**PROBLEM TO WORK ON**
From the excerpt below on meristic counts in fish, copy out verbatim the stretch that starts with the words "External meristic characters" and ends with "the freshly-thawed specimens.".

**EXCERPT PROVIDED**
=== Begin Enclosure ===
External meristic counts were taken on the left side of the body, unless there was damage: post ventral (pelvic) scutes (PVS) -- count of scutes from the end of the ventral fin to the anus; anterior ventral scutes (AVS) -- count of scutes from the beginning of the operculum to the ventral fin, including the scute straddling the ventral fins; scale rows (SR) -- count of scales along the lateral line, beginning at the upper angle of the operculum and terminating at the end of the hypural plate as determined with a crease in the caudal peduncle by folding the tail; and longitudinal scale rows (LSR) -- count of scales from the origin of the dorsal fin to the origin of the ventral fin. A random subset of specimens (n = 463) were analyzed for an additional four internal meristic counts, including the left and right gill rakers of the upper first arch (L-GRU, R-GRU) -- count of all gill rakers on the upper arch of first gill raker, not including the raker straddling the angle; and left and right gill rakers lower (L-GRL, R-GRL) -- count of all first arch gill rakers from the raker straddling the angle to the end, regardless of size.
External meristic characters including the scale rows between the upper angle of gill opening and base of caudal fin, longitudinal scale rows between origin of ventral fin and origin of dorsal fin, post-ventral scutes, and anterior-ventral scutes, were all counted from the freshly-thawed specimens.
To the best of our knowledge, there are no references in the literature detailing specific methods for counting scutes of clupeids. We chose to divide the scute count into two -- anterior and posterior -- of the ventral fin following Smith [17], though Nichols [26] and Melvin et al. [19] chose to count total scutes for American Shad. All scutes were counted, regardless of size, from where the ventral surface reaches the operculum posterior to the anus. Special care was given to check for scutes obscured by the anus in all fish, specifically ripe females. Occasionally scales near the scutes had to be removed to fully expose all scutes, and then counts were obtained with the aid of a probe.
=== End Enclosure ===
**INFORMATION PROVIDED**
=== Begin Enclosure ===
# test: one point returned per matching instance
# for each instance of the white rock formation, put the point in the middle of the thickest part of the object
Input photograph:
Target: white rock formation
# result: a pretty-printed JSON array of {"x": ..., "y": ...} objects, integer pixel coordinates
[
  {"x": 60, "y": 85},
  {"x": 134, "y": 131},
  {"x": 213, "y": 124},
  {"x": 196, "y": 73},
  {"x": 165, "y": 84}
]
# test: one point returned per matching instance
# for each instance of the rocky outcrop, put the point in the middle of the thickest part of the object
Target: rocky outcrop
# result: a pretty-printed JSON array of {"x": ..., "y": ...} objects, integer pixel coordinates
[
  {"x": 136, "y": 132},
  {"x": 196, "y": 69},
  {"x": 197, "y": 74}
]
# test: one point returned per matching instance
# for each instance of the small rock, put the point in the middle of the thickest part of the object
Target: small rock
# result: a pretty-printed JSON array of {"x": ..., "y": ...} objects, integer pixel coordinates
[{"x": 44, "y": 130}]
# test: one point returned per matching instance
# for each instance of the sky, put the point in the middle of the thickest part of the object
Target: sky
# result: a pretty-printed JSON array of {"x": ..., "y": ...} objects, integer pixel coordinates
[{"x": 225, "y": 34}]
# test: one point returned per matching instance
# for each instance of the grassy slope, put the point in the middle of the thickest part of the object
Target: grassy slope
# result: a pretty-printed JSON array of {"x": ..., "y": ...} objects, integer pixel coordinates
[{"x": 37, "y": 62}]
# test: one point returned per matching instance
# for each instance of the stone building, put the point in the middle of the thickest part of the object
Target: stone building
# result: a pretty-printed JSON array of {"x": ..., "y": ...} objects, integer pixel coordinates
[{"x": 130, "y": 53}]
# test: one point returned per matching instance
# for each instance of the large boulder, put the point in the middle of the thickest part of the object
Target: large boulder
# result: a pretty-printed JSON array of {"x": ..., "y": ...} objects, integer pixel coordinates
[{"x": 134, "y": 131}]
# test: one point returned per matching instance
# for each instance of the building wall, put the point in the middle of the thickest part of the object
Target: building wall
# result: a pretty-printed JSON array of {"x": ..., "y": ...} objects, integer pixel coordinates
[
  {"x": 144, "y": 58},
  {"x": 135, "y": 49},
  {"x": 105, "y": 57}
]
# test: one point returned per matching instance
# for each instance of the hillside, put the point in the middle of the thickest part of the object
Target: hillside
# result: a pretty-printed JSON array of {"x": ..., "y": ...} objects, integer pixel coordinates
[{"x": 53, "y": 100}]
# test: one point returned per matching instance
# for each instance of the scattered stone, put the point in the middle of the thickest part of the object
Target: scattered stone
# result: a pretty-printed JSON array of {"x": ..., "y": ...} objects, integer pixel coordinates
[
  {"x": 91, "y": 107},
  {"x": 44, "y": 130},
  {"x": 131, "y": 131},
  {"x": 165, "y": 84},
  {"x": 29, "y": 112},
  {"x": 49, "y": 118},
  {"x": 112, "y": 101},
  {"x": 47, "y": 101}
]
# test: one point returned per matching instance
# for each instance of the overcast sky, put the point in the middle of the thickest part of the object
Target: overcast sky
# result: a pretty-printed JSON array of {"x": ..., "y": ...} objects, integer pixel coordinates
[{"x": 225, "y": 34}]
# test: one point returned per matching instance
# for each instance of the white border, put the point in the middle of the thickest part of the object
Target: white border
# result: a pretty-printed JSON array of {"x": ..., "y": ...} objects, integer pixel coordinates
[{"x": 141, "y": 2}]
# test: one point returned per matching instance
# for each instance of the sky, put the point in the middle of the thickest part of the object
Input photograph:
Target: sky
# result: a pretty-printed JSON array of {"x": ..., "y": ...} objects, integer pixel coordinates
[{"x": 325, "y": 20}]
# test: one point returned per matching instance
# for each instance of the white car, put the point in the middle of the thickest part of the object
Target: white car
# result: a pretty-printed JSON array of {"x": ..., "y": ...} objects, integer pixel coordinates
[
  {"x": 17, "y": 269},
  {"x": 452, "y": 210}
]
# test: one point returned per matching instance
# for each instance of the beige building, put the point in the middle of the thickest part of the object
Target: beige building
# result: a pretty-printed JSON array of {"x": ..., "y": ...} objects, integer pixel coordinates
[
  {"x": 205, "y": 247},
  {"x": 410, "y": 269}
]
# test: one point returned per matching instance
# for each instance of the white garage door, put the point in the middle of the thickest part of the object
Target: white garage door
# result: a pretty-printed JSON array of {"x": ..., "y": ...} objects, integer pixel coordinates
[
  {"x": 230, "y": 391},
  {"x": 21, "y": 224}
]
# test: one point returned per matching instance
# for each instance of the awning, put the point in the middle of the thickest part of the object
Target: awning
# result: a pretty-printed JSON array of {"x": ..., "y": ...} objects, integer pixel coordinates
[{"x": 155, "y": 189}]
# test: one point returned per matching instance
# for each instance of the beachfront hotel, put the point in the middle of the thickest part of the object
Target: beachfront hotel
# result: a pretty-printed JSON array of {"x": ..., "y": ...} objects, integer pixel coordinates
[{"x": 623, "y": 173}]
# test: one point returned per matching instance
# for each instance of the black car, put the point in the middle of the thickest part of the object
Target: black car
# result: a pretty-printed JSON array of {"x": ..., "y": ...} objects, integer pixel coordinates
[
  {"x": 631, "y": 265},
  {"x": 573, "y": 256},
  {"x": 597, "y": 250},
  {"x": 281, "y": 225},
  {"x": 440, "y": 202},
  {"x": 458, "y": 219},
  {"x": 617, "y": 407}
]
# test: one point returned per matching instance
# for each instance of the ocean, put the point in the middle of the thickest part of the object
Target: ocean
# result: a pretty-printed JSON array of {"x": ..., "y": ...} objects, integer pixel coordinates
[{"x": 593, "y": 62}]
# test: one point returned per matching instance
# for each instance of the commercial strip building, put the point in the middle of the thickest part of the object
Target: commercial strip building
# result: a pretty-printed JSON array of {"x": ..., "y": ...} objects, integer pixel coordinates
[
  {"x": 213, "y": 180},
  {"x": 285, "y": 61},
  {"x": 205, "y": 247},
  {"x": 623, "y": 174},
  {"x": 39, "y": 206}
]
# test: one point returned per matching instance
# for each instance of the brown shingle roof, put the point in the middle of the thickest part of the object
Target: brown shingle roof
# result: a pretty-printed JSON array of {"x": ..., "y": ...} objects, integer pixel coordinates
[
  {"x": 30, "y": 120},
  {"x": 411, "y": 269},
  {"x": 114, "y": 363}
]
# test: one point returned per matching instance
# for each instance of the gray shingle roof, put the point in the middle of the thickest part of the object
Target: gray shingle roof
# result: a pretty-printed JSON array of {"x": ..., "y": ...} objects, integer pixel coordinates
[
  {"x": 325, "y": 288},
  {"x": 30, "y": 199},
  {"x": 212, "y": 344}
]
=== End Enclosure ===
**WRITTEN REPLY**
External meristic characters including the scale rows between the upper angle of gill opening and base of caudal fin, longitudinal scale rows between origin of ventral fin and origin of dorsal fin, post-ventral scutes, and anterior-ventral scutes, were all counted from the freshly-thawed specimens.